## Exercise:
Give back every record exactly.
Top of Information provided
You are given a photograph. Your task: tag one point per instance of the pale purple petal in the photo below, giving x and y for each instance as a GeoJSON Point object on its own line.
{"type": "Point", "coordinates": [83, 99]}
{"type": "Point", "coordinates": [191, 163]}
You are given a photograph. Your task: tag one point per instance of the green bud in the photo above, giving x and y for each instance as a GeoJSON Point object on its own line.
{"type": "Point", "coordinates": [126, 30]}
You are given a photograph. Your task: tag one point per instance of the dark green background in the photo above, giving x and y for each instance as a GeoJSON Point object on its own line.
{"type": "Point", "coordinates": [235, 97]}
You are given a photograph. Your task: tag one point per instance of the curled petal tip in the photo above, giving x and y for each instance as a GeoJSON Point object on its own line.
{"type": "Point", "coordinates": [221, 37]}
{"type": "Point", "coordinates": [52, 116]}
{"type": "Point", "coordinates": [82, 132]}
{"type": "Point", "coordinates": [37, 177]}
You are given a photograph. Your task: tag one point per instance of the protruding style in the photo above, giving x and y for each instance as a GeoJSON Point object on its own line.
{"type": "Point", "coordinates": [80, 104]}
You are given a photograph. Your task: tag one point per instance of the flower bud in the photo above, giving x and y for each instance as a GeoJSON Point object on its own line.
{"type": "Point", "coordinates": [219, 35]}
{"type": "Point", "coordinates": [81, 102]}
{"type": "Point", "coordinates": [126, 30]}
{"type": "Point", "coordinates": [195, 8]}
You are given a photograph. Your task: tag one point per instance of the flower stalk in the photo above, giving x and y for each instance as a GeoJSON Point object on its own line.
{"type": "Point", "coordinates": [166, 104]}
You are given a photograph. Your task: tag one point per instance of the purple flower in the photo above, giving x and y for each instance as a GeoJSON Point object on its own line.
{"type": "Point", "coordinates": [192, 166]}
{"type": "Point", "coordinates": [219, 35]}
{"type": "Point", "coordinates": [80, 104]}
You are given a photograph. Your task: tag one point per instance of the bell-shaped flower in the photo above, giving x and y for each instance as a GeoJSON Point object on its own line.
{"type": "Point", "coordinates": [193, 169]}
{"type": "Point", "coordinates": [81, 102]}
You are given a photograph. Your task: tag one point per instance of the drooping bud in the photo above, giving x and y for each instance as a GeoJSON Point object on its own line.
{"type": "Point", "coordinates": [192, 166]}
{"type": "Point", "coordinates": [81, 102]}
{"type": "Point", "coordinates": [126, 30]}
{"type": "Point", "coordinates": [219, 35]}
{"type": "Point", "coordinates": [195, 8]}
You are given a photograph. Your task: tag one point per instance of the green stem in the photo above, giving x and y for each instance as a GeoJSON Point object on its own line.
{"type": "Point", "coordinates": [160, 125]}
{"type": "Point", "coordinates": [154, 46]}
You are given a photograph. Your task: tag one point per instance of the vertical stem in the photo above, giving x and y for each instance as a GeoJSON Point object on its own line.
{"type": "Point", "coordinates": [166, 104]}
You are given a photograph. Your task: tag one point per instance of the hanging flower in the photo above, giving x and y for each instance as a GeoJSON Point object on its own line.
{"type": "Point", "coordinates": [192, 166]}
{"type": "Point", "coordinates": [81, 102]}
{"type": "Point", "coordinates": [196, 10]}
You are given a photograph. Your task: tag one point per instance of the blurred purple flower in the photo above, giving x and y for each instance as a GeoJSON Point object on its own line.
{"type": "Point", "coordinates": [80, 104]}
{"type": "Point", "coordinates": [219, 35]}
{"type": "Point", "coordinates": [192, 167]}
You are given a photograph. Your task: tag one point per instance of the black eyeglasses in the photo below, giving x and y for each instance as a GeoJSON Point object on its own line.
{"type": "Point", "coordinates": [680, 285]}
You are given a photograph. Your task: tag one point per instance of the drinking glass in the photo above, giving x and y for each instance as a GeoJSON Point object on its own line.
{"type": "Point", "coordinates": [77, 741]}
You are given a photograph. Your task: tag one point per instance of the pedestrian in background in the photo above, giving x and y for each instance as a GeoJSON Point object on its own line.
Bottom of Information provided
## Response to this task:
You are given a photograph. Your task: tag one point per instance of the pale purple petal in the photo below, giving x and y for each instance as a GeoJSON Point object on its own line.
{"type": "Point", "coordinates": [83, 99]}
{"type": "Point", "coordinates": [191, 163]}
You are given a photograph. Your task: tag one point per instance of the green bud in the photo above, giving x and y for each instance as a GeoJSON Point object on its own line.
{"type": "Point", "coordinates": [126, 30]}
You are given a photograph. Your task: tag one point per instance of the dark green background in the photo above, giving x and y for each instance as a GeoJSON Point object on its own line.
{"type": "Point", "coordinates": [235, 97]}
You are given a photograph. Your task: tag one point per instance of the curled petal tip in the photo above, giving x and y for each instance as a GeoJSON Point object on its own line.
{"type": "Point", "coordinates": [221, 37]}
{"type": "Point", "coordinates": [52, 116]}
{"type": "Point", "coordinates": [82, 132]}
{"type": "Point", "coordinates": [37, 177]}
You are given a photograph. Your task: tag one point per instance of the protruding style in the photo above, giving x and y for each instance as a GeoJSON Point object on its own line.
{"type": "Point", "coordinates": [80, 104]}
You are given a photograph. Your task: tag one point per instance of the flower bud in the photo above, giving x and y for each instance as a GeoJSON Point object on its own line.
{"type": "Point", "coordinates": [219, 35]}
{"type": "Point", "coordinates": [81, 102]}
{"type": "Point", "coordinates": [126, 30]}
{"type": "Point", "coordinates": [195, 8]}
You are given a photograph. Your task: tag one point per instance of the flower stalk in the photo above, giving x and y for each instance as a GeoJSON Point object on its own line.
{"type": "Point", "coordinates": [166, 104]}
You are given a photograph. Your task: tag one point per instance of the purple flower in the photo above, giving x and y for each instance as a GeoJSON Point object on its own line.
{"type": "Point", "coordinates": [192, 166]}
{"type": "Point", "coordinates": [219, 35]}
{"type": "Point", "coordinates": [80, 104]}
You are given a photograph. Your task: tag one point per instance of the bell-shaped flower in the photo above, giving x and y for each instance as a GeoJSON Point object on its own line.
{"type": "Point", "coordinates": [193, 169]}
{"type": "Point", "coordinates": [81, 102]}
You are given a photograph. Your task: tag one point per instance of the drooping bud in the photo above, giving x and y for each instance as a GeoJSON Point object on its own line.
{"type": "Point", "coordinates": [192, 166]}
{"type": "Point", "coordinates": [81, 102]}
{"type": "Point", "coordinates": [126, 30]}
{"type": "Point", "coordinates": [219, 35]}
{"type": "Point", "coordinates": [195, 8]}
You are given a photograph. Your task: tag one point per instance of the green stem in the photo above, giving x and y for each instance as a GeoJSON Point object on its own line.
{"type": "Point", "coordinates": [160, 125]}
{"type": "Point", "coordinates": [154, 46]}
You are given a photograph. Your task: tag one point per instance of the vertical stem in the photo above, giving x and y for each instance as a GeoJSON Point object on its own line.
{"type": "Point", "coordinates": [166, 104]}
You are given a photograph. Your task: tag one point per instance of the hanging flower in the photo above, giving x and y for each instance as a GeoJSON Point object on its own line.
{"type": "Point", "coordinates": [192, 166]}
{"type": "Point", "coordinates": [81, 102]}
{"type": "Point", "coordinates": [196, 10]}
You are given a photograph. Your task: tag one point per instance of the blurred purple flower in the photo above, giving x and y for each instance as a GeoJSON Point object on its own line.
{"type": "Point", "coordinates": [80, 104]}
{"type": "Point", "coordinates": [219, 35]}
{"type": "Point", "coordinates": [192, 167]}
You are given a photograph. Your task: tag one point per instance of the black eyeglasses in the photo below, giving x and y for each instance as a GeoJSON Point object on its own line.
{"type": "Point", "coordinates": [680, 285]}
You are given a photograph. Your task: tag one point per instance of the drinking glass in the photo above, giving x and y for each instance as a GeoJSON Point object on its own line.
{"type": "Point", "coordinates": [77, 741]}
You are given a photograph. Your task: tag one point per instance of the pedestrian in background in the photo above, giving x and y for each instance as a GeoJSON Point object on its own line.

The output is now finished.